New survey on govt’s anti-epidemic policy serves no useful purpose

For social and academic surveys, there’s no room for further emphasis that the polls involved must be designed and conducted objectively, and that the aims for the study should be spelled out in clear and unbiased terms. Of no less importance, the selection of the respondents and the working personnel for the survey ought to be accounted for in appreciable details that help readers of the findings to determine if the project is justified and done in a disinterested manner. 


Unfortunately, opposition groups often cut in at the critical junctures of public undertakings or policy implementation, with surveys eliciting targeted answers apparently for lacing into public authorities for pre-identified “failures” in policies on various community fronts. With only publicity gains sought purportedly by the factions launching challenges against the image and credibility of the special administrative region government, there’s no avail whatsoever of such opinion polls to the administration and the general public! 

The survey mounted by the Hong Kong Public Opinion Research Institute (HKPORI) on the SAR government’s anti-epidemic policy, for which the group has just released the outcome to the media, offers a case to illustrate the above situation. At this point in time, when the city is wholly concerted in determination and efforts to keep the COVID-19 virus transmission at bay, along with the heightened hard work from both local and mainland medics to treat patients struggling with the life-threatening omicron variant, a survey of such a kind does not serve any public good. Apart from distracting official attention to things they are already grappling with and trying to tackle, what benefit does the survey offer to the general public!

_Dataset entries_:
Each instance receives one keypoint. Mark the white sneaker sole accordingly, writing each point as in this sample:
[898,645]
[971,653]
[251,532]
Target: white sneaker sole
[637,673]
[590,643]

_What you have to do_: List every requirement the opinion piece above says social and academic surveys should meet.

_Solution for this problem_:
- The polls must be designed and conducted objectively.
- The aims of the study should be spelled out in clear and unbiased terms.
- The selection of the respondents and the working personnel should be accounted for in appreciable detail, so readers can judge whether the project is justified and done in a disinterested manner.